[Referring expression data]
▬▬▬▬▬▬▬▬▬▬
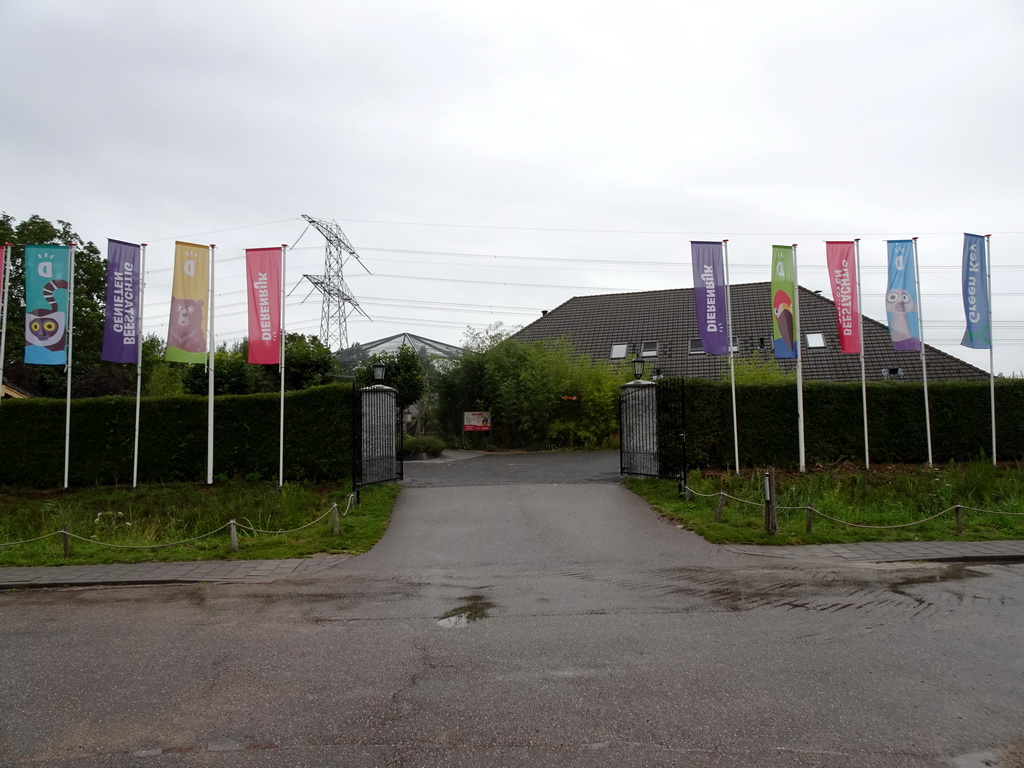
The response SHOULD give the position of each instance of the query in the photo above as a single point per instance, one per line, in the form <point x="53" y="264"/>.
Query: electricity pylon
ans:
<point x="339" y="303"/>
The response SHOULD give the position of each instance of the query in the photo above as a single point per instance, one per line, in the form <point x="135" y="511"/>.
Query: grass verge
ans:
<point x="171" y="512"/>
<point x="887" y="496"/>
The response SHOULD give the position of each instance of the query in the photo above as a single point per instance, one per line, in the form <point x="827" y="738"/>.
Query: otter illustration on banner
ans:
<point x="186" y="333"/>
<point x="901" y="297"/>
<point x="47" y="270"/>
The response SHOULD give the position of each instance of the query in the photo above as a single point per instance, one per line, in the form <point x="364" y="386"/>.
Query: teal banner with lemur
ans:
<point x="47" y="271"/>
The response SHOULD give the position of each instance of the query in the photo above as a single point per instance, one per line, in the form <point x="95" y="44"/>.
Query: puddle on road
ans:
<point x="473" y="608"/>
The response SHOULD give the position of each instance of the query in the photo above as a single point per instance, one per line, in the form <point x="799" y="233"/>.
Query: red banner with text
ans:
<point x="263" y="280"/>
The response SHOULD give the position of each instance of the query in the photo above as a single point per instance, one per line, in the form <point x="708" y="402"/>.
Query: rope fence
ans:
<point x="771" y="510"/>
<point x="231" y="525"/>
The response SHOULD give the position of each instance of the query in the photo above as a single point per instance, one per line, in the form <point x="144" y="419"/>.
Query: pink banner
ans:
<point x="263" y="275"/>
<point x="843" y="275"/>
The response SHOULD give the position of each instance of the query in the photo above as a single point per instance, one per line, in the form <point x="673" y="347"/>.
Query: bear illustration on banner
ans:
<point x="45" y="328"/>
<point x="782" y="304"/>
<point x="186" y="326"/>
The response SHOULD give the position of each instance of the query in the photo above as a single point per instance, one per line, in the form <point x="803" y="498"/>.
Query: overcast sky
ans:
<point x="492" y="160"/>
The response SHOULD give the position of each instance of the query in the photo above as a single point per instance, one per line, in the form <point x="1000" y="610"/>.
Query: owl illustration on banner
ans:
<point x="186" y="326"/>
<point x="45" y="328"/>
<point x="783" y="315"/>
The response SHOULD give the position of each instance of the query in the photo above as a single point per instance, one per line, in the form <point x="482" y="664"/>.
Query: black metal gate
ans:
<point x="378" y="437"/>
<point x="638" y="452"/>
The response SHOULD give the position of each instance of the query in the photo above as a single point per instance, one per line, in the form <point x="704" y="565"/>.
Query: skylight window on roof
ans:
<point x="815" y="341"/>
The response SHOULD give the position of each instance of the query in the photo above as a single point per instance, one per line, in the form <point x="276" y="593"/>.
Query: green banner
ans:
<point x="783" y="294"/>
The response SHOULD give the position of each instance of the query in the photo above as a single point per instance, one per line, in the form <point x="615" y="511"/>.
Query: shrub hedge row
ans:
<point x="834" y="425"/>
<point x="172" y="438"/>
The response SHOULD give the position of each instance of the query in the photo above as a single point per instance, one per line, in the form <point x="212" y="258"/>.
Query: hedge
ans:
<point x="834" y="426"/>
<point x="172" y="438"/>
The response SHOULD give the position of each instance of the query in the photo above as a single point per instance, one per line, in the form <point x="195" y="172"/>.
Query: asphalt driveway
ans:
<point x="523" y="624"/>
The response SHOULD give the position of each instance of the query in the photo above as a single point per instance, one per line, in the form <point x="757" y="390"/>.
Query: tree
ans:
<point x="90" y="375"/>
<point x="402" y="370"/>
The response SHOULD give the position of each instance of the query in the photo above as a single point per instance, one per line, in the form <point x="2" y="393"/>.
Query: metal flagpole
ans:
<point x="138" y="368"/>
<point x="281" y="436"/>
<point x="800" y="361"/>
<point x="991" y="345"/>
<point x="209" y="415"/>
<point x="71" y="323"/>
<point x="732" y="365"/>
<point x="924" y="365"/>
<point x="860" y="335"/>
<point x="3" y="317"/>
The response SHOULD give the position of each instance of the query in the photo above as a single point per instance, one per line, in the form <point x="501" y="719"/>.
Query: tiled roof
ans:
<point x="593" y="324"/>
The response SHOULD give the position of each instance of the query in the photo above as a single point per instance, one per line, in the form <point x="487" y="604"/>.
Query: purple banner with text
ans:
<point x="121" y="327"/>
<point x="709" y="296"/>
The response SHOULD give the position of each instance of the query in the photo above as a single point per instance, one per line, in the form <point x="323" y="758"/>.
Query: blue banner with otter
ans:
<point x="976" y="307"/>
<point x="901" y="297"/>
<point x="47" y="271"/>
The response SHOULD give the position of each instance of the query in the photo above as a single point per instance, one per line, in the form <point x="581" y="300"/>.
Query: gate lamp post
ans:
<point x="638" y="366"/>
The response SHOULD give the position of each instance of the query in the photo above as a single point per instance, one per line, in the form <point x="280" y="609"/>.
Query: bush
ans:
<point x="433" y="446"/>
<point x="540" y="395"/>
<point x="834" y="422"/>
<point x="172" y="438"/>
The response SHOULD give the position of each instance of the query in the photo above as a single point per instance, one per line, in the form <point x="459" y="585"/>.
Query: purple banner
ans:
<point x="122" y="327"/>
<point x="709" y="297"/>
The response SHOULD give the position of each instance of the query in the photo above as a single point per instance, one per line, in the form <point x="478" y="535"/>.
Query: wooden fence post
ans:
<point x="771" y="514"/>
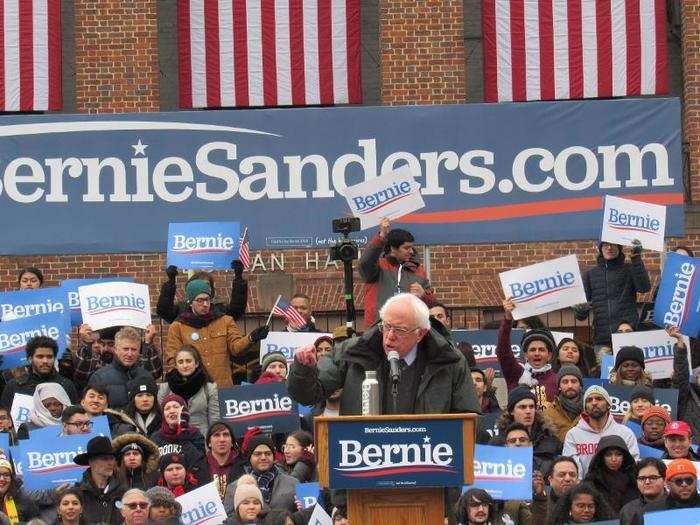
▬▬▬▬▬▬▬▬▬▬
Reproduce each line of the entries in which the word "purple" is found.

### Exercise answer
Query: purple banner with text
Query: purple banner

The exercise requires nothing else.